PROMPT:
Arrange the records below as a Markdown table with the columns Row and Line, giving each line a row number and its text, with blank lines left out. Begin at the line that has "In this exercise you will spot the building" and stop after the line that has "<point>11,101</point>".

GIVEN DATA:

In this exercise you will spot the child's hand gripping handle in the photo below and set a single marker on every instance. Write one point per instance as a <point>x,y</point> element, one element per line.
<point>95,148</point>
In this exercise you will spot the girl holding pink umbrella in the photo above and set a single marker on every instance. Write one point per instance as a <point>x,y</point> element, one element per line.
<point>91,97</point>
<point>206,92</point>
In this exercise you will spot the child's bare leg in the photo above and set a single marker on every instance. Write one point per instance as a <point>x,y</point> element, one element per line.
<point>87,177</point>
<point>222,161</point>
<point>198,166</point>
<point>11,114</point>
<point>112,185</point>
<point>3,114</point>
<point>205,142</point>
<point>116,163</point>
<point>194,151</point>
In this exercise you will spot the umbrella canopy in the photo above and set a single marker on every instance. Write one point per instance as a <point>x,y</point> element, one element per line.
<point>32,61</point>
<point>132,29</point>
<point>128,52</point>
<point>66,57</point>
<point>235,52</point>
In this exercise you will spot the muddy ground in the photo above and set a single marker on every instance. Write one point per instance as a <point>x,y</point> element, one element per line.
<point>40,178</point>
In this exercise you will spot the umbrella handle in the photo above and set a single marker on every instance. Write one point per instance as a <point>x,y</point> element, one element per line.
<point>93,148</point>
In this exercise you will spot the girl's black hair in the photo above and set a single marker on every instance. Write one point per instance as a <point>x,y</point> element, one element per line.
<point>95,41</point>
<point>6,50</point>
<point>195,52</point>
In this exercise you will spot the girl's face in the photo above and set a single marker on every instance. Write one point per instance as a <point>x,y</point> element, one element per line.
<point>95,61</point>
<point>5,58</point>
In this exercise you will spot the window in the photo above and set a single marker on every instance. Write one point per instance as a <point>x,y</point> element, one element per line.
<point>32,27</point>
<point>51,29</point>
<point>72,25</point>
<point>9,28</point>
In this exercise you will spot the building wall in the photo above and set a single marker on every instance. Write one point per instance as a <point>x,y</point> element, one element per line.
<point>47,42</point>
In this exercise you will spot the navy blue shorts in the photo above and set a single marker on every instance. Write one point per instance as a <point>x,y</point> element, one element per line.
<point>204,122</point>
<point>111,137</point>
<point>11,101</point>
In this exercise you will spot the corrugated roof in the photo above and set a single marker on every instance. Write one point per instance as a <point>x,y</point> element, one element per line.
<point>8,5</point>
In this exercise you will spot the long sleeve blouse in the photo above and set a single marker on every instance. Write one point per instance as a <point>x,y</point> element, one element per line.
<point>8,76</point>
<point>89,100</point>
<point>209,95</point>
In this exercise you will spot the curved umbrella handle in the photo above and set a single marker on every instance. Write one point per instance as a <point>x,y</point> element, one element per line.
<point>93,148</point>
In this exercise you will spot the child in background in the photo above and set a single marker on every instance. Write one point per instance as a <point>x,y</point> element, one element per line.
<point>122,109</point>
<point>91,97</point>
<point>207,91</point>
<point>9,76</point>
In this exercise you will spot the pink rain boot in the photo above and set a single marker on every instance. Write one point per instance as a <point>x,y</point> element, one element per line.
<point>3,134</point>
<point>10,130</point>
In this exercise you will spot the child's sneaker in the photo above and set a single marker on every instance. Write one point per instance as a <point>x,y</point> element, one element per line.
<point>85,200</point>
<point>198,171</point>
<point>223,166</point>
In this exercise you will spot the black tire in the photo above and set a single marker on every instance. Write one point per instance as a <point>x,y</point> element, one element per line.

THE REPLY:
| Row | Line |
|---|---|
| 1 | In this exercise you will spot the building wall in the photo above and set a single marker on every instance. Write one point per instance as a <point>x,y</point> element, one element per line. |
| 2 | <point>47,42</point> |
| 3 | In this exercise you will spot the navy blue shorts in the photo above and set a single marker on every instance. Write one point per instance as a <point>x,y</point> element, one element per line. |
| 4 | <point>204,122</point> |
| 5 | <point>111,137</point> |
| 6 | <point>11,101</point> |